- **Text provided**
::::

Date of Award


Degree Type


Degree Name

Doctor of Philosophy


Human Ecology

Major Professor

Robert H. Kirk

Committee Members

Paula Carney, John R. Ray, C. Glennon Rowell, Susan M. Smith


HIV/ AIDS/STD is brought on by a way of life that includes sexual excess and drug abuse and the risk of contracting AIDS depends exclusively on an individual's behavior choices. Changing one's lifestyle is the most effective way of avoiding these infectious diseases. If, in fact, changing to a healthier lifestyle can help one to avoid AIDS/STD, then it becomes essential that college students develop an understanding of the interrelationship between the quality of a person's knowledge, attitudes, beliefs and behaviors and an awareness of how these qualities are interwoven into human behavior.

The purpose of this study was to assess the self-reported AIDS knowledge, attitudes, beliefs and behaviors of a sample of students attending private and state funded historically black colleges and universities. The secondary purpose of this study was to propose the development of a conceptual teaching/learning framework based on the study findings and conclusions.

::::

Image point grounding material
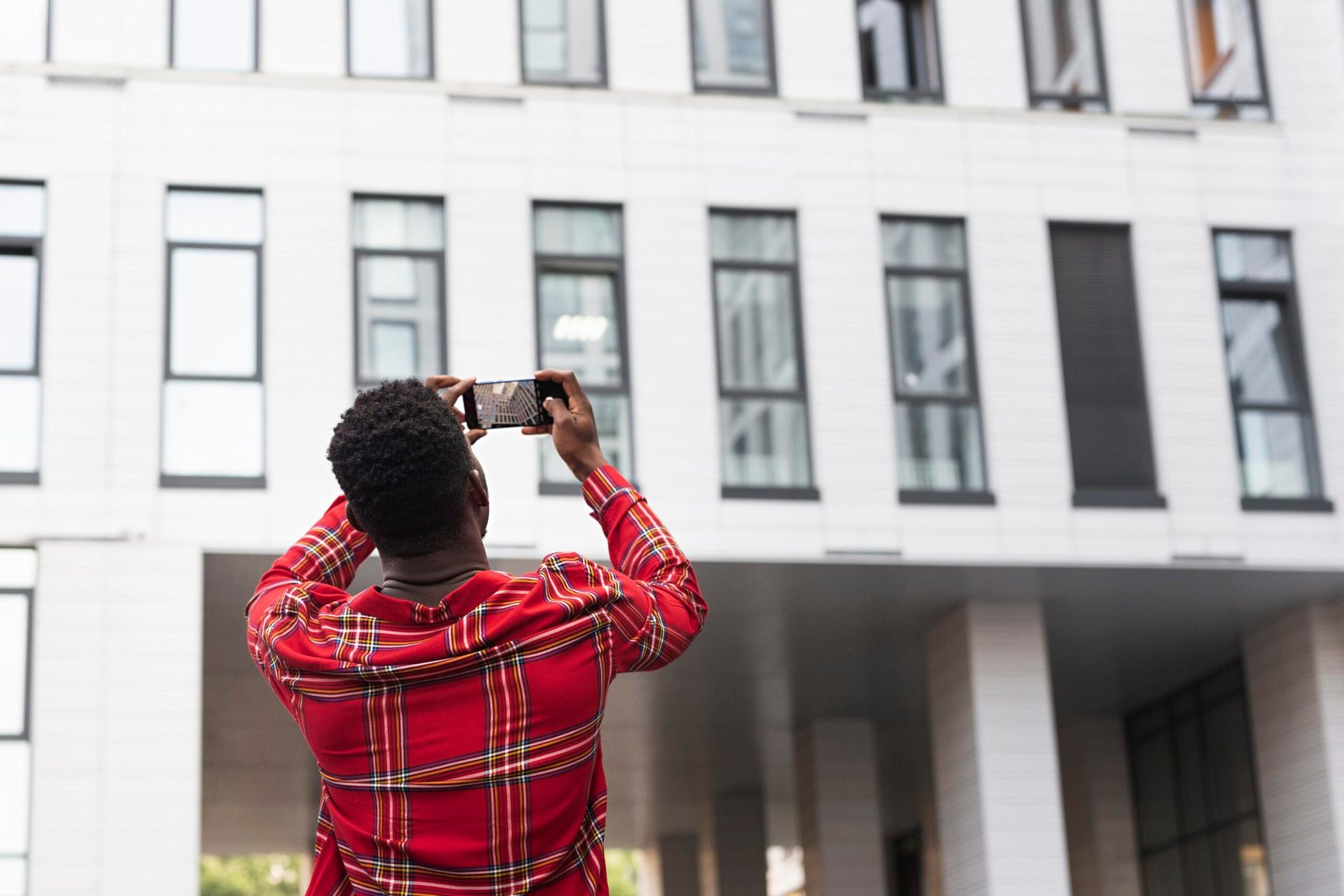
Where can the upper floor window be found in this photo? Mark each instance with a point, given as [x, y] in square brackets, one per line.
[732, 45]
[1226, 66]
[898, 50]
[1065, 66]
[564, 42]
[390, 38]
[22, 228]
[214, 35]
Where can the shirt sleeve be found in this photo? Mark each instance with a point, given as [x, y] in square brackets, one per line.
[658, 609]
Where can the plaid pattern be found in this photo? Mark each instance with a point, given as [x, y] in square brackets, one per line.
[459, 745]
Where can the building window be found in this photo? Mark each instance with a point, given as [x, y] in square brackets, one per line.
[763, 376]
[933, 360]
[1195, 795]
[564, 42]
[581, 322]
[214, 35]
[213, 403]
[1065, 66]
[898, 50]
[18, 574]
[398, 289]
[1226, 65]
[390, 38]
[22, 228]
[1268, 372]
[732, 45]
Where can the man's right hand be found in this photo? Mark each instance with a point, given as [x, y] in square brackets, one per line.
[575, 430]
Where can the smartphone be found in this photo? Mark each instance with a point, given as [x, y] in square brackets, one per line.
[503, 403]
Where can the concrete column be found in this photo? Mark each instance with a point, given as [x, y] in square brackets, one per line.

::::

- **Instructions**
a: In the dissertation abstract, what was the secondary purpose of the study?
b: Reproduce the dissertation abstract text between "The purpose of" and "findings and conclusions.", inclusive.

- **Solutions to the problems**
a: To propose the development of a conceptual teaching/learning framework based on the study findings and conclusions.

b:
The purpose of this study was to assess the self-reported AIDS knowledge, attitudes, beliefs and behaviors of a sample of students attending private and state funded historically black colleges and universities. The secondary purpose of this study was to propose the development of a conceptual teaching/learning framework based on the study findings and conclusions.